▶ [Working data]:
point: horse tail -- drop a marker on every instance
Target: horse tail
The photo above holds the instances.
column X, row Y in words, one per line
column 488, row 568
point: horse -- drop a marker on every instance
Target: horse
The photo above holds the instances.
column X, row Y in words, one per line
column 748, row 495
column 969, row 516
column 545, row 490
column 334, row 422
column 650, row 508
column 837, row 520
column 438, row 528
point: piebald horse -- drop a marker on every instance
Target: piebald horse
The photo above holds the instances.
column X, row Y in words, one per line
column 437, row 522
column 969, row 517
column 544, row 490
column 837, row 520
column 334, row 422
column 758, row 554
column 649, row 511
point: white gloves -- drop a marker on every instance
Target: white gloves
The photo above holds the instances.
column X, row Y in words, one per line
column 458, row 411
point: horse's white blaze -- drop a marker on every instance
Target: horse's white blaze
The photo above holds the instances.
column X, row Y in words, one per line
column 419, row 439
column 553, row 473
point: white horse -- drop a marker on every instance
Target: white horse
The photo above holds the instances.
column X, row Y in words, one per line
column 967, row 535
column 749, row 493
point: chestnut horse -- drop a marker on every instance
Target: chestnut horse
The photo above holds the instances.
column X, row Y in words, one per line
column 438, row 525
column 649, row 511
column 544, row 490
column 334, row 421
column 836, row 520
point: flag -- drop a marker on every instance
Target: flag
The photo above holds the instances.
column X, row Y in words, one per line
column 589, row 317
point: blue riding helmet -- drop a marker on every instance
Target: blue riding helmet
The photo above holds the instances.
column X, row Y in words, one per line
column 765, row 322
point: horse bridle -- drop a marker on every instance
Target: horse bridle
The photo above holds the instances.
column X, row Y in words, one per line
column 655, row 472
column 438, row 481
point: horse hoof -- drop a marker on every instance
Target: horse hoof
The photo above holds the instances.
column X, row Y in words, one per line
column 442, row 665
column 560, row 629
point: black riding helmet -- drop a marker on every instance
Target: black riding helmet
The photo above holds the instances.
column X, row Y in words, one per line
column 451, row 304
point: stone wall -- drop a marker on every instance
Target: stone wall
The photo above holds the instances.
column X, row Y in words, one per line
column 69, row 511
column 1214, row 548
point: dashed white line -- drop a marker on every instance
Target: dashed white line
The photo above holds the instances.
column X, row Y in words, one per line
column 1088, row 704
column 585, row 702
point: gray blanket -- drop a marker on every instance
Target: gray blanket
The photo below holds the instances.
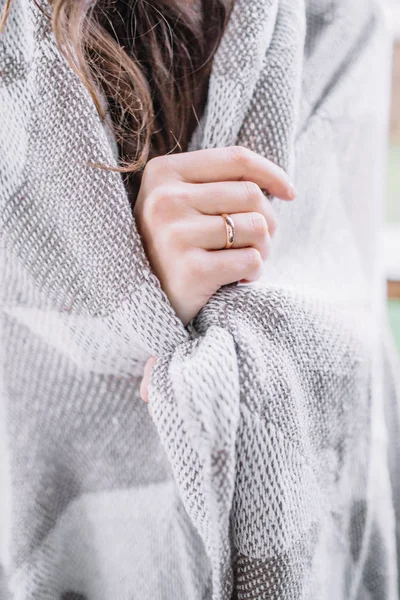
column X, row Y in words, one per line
column 270, row 467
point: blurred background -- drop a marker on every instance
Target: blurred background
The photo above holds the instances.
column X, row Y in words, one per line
column 391, row 234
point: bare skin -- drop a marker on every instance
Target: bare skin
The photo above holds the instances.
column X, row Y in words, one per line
column 178, row 213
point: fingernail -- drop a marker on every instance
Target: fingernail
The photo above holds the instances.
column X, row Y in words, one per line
column 143, row 393
column 291, row 191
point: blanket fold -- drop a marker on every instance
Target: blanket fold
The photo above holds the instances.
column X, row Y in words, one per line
column 270, row 468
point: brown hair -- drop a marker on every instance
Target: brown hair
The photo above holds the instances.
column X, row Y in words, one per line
column 150, row 59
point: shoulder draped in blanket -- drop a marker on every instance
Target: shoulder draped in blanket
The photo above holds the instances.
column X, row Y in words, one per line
column 269, row 468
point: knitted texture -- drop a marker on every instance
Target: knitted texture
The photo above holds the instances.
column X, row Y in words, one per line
column 270, row 467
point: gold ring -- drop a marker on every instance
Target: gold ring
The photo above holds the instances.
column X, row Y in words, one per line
column 230, row 230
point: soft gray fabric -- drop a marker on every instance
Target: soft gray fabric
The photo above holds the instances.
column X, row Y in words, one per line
column 271, row 468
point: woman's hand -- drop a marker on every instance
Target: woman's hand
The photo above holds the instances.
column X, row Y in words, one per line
column 178, row 213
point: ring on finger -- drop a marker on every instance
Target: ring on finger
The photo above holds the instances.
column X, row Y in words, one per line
column 230, row 230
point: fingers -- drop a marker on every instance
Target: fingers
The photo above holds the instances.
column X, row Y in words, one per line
column 251, row 229
column 229, row 197
column 233, row 163
column 144, row 386
column 228, row 266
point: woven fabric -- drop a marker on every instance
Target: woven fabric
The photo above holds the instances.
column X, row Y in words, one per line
column 270, row 468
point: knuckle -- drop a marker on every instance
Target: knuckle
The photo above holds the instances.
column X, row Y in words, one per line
column 159, row 202
column 252, row 191
column 254, row 260
column 259, row 225
column 241, row 155
column 196, row 267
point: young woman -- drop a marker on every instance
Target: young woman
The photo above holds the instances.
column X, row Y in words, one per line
column 145, row 153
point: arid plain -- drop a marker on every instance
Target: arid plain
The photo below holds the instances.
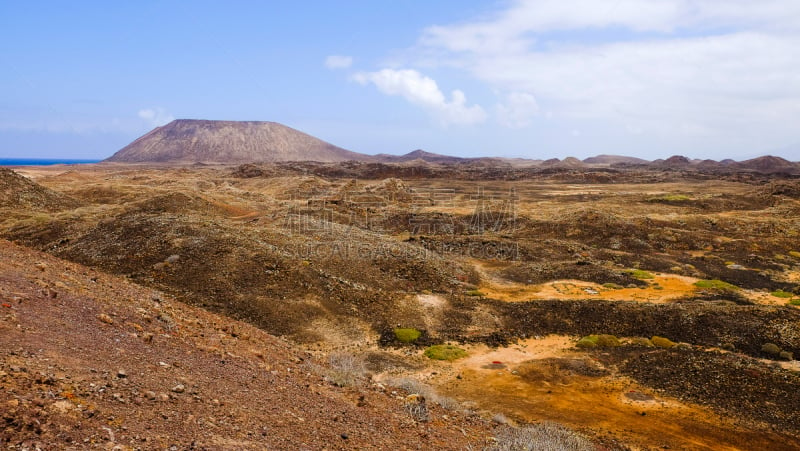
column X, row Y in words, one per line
column 643, row 307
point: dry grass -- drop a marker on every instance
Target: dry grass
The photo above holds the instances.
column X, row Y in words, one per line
column 541, row 437
column 345, row 370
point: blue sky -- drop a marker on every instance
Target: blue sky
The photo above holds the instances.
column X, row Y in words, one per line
column 529, row 78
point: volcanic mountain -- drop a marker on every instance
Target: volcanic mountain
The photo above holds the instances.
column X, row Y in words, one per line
column 230, row 142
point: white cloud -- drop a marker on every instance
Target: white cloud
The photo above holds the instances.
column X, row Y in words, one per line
column 517, row 110
column 155, row 117
column 338, row 62
column 424, row 92
column 723, row 70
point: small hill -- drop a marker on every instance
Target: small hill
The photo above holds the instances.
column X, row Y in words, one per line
column 420, row 155
column 768, row 164
column 613, row 159
column 229, row 142
column 17, row 191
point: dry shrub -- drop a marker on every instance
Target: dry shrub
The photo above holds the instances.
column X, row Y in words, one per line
column 541, row 437
column 345, row 370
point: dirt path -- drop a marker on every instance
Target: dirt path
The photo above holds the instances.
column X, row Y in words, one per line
column 525, row 383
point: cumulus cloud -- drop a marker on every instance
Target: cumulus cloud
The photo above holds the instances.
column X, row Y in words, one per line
column 424, row 92
column 155, row 117
column 338, row 62
column 723, row 69
column 517, row 110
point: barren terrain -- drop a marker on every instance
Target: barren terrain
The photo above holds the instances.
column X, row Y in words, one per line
column 513, row 266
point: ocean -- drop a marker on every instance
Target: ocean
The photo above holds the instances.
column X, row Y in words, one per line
column 42, row 161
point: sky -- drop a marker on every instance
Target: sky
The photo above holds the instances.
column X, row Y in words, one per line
column 514, row 78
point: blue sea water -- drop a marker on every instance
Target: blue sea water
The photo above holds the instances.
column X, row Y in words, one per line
column 42, row 161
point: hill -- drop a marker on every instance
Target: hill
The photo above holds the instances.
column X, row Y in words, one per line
column 17, row 191
column 420, row 155
column 613, row 159
column 99, row 360
column 229, row 142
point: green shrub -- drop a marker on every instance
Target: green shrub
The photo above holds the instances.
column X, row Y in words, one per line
column 407, row 335
column 670, row 198
column 642, row 341
column 640, row 274
column 771, row 349
column 661, row 342
column 598, row 341
column 445, row 352
column 715, row 284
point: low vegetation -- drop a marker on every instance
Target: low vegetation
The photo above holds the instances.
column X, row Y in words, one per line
column 345, row 370
column 598, row 341
column 715, row 284
column 407, row 335
column 541, row 437
column 662, row 342
column 667, row 198
column 641, row 341
column 445, row 352
column 641, row 274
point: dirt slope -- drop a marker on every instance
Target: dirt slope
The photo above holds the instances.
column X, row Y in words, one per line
column 93, row 361
column 17, row 191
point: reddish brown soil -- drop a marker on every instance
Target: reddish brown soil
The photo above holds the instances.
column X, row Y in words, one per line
column 93, row 361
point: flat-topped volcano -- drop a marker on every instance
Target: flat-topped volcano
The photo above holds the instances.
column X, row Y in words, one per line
column 234, row 142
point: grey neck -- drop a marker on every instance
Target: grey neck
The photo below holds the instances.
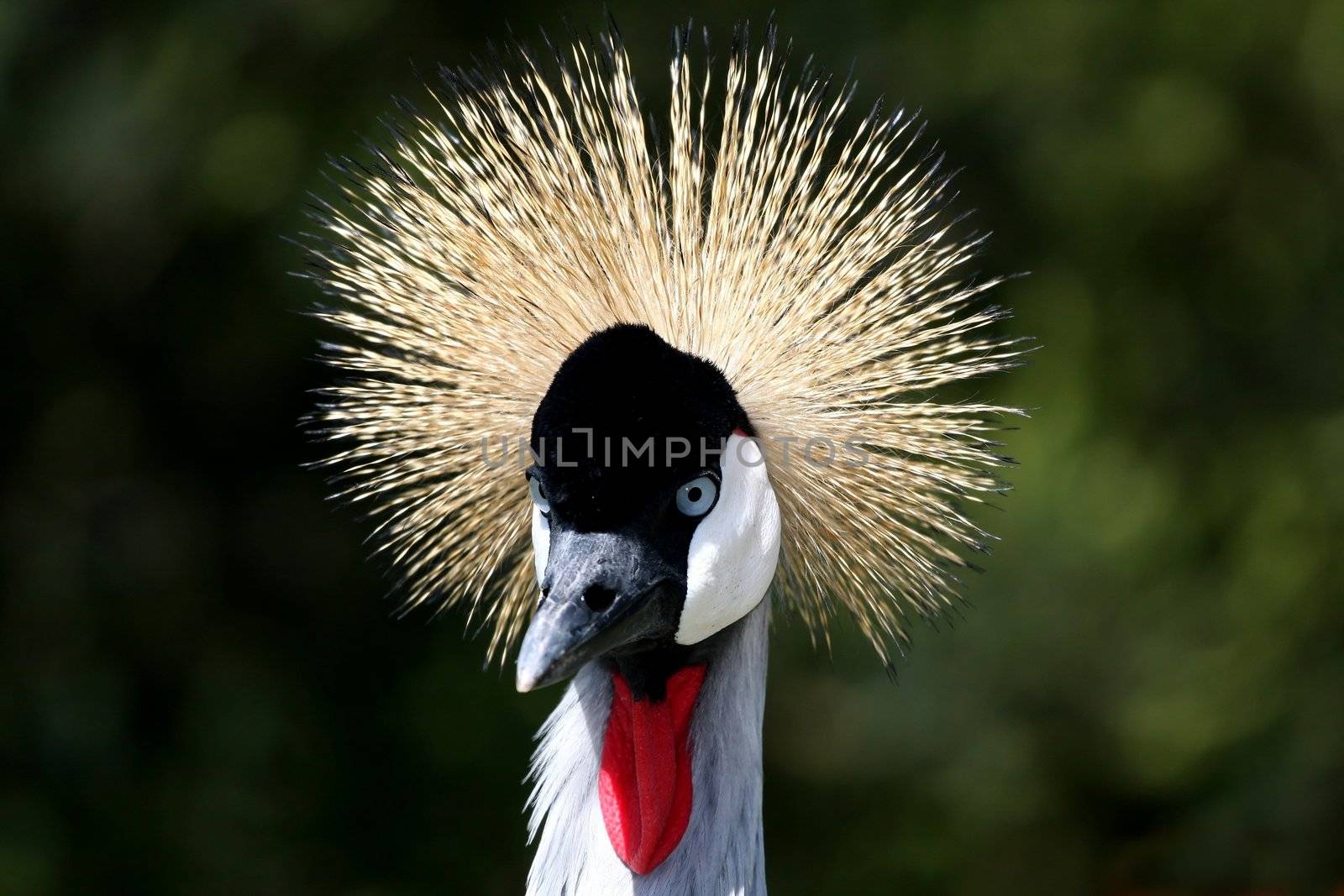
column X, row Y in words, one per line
column 722, row 852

▶ [Task description]:
The lines to be extracted begin at the line containing "point: reddish brown" and continue through the final line of the material above, both ends included. Reproduce them exactly, without the pictures.

▶ [Correct response]:
point: reddish brown soil -- drop a marker on every instance
Target: reddish brown soil
The photo above holds the instances.
column X, row Y in words, one per line
column 93, row 361
point: flat-topped volcano -- drop a marker on every instance
Target: flat-topped volcano
The photo above holds the instances.
column X, row Y in words, one per line
column 234, row 142
point: grey neck -- drop a marker on every instance
Target: grey neck
The photo below holds the instances.
column X, row Y in words, one per line
column 722, row 852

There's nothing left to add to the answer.